▶ [Problem requirements]
Exact copies of all the entries are required.

═════ Source information ═════

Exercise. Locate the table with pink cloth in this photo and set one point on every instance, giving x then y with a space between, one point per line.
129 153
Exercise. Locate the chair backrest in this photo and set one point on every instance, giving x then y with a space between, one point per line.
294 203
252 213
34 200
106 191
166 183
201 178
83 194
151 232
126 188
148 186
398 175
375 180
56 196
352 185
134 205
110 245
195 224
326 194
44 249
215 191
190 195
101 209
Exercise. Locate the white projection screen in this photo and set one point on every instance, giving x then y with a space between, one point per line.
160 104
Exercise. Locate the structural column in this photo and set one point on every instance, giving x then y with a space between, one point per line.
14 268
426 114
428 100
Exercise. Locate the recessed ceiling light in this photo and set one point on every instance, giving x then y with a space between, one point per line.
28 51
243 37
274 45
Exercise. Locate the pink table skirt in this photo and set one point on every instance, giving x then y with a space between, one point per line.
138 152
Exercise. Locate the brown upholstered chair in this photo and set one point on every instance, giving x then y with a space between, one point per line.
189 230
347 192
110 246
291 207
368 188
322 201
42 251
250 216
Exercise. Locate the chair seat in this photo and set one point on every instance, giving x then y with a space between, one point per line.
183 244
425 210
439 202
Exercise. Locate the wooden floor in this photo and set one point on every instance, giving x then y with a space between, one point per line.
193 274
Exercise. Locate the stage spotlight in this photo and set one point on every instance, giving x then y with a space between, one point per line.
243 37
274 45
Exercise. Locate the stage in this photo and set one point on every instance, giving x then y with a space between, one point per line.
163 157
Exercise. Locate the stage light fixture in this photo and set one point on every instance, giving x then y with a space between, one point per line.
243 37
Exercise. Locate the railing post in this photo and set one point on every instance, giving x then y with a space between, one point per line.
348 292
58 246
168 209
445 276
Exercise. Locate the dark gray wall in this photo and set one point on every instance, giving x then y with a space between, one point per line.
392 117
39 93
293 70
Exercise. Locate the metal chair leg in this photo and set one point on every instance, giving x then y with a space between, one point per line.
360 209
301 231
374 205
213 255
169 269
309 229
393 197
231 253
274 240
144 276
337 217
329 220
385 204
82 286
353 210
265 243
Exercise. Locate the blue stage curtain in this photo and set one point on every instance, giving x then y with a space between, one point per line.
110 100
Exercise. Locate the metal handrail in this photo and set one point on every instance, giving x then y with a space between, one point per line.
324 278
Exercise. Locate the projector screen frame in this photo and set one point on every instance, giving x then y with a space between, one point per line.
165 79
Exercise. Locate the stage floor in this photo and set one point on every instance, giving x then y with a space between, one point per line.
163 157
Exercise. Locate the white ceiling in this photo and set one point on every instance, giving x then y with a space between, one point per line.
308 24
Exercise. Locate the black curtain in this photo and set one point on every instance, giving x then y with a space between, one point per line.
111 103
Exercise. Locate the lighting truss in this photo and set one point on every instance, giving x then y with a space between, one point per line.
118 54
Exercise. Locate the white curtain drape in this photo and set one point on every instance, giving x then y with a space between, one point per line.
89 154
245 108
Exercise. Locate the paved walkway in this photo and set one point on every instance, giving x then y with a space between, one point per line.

═════

▶ [Written answer]
Exercise. Locate the table with pink cloth in this photo and set one point on every instance, giving x then y with a space between, one point per line.
129 153
Exercise. Locate the chair backrest in this photo and set one point on every instance, giving x then y with a space between, one point per line.
294 203
252 213
34 200
106 191
166 183
201 178
83 194
151 232
126 188
148 186
398 175
375 180
56 196
352 185
134 205
110 245
195 224
326 194
44 249
215 191
190 195
101 209
Exercise. Locate the white projection screen in this photo and set one point on every instance, giving x then y with a space between, one point per line.
160 104
Exercise. Locate the structural column in this photo and set one point on every instance, giving x then y with a space between, one point per line.
14 268
426 114
428 100
Exercise. Locate the recessed ceiling light in this photo and set one point on every instance, giving x then y with a space between, one point per line.
28 51
243 37
274 45
Exercise. Locate the pink table skirt in this photo and set one point on every instance, giving x then y with a space between, one point per line.
138 152
Exercise. Locate the brown upholstered chair in this photo and set one point on every instance, giving x then y with a space between, one point per line.
189 230
347 192
110 246
291 207
368 188
322 201
42 251
250 216
Exercise. Locate the chair seat in this photo and set one point on every instance, giving x then y with a space between, one point per line.
183 244
425 210
439 202
Exercise. Locate the wooden floor in this photo and set one point on every instance, giving x then y with a space between, one point per line.
193 274
Exercise. Locate the stage spotlight in this photo and set one point on every instance, giving x then y with a space between, one point per line.
243 37
274 45
Exercise. Locate the stage in this photo and set one point on every instance, giving x then y with a space between, one point per line.
163 157
Exercise. Locate the stage light fixture in this photo and set one point on every instance, giving x then y with a space between, one point per line.
243 37
Exercise. Locate the railing post in this photo and set one point on every instance, giving x then y with a space between, one point per line.
348 292
58 246
168 209
445 276
Exercise. Locate the dark gray wall in this photo and set one point on every instance, giving x then y with a space between, one point per line.
392 117
39 93
293 70
Exercise. Locate the metal chair leg in this photo and set one point on every instance, giving x then y with a space between, one point per line.
360 209
301 231
374 205
213 255
169 269
309 229
393 197
231 253
274 240
144 276
337 217
329 220
385 204
82 286
353 210
265 243
Exercise. Locate the blue stage curtain in this photo and set one point on every instance, giving x then y with a space between, one point per line.
110 100
Exercise. Locate the metal handrail in this photo and set one point on every instance, giving x then y with a space between, one point per line.
324 278
Exercise. Locate the projector screen frame in this photo and set one point on every instance, giving x then y with a space between, one point per line.
165 79
Exercise. Locate the stage floor in this photo and set one point on every instance, giving x then y with a space between, one point per line.
163 157
Exercise. Locate the white ceiling in this photo and set one point on every instance, giving x then y with a space between, one point per line.
308 24
Exercise. Locate the black curtain in this photo and set one point on every instance, giving x then y with a space between, one point per line.
111 103
Exercise. Locate the lighting truss in this photo and set one point on every instance, giving x then y with a space between, one point per line.
118 54
Exercise. Locate the white curtain drape in this photo and set one point on every instance, giving x then y with a space between, one point per line.
89 154
245 108
Exercise. Locate the paved walkway in this photo and set one point on every instance, giving x then y with a space between, one point per line.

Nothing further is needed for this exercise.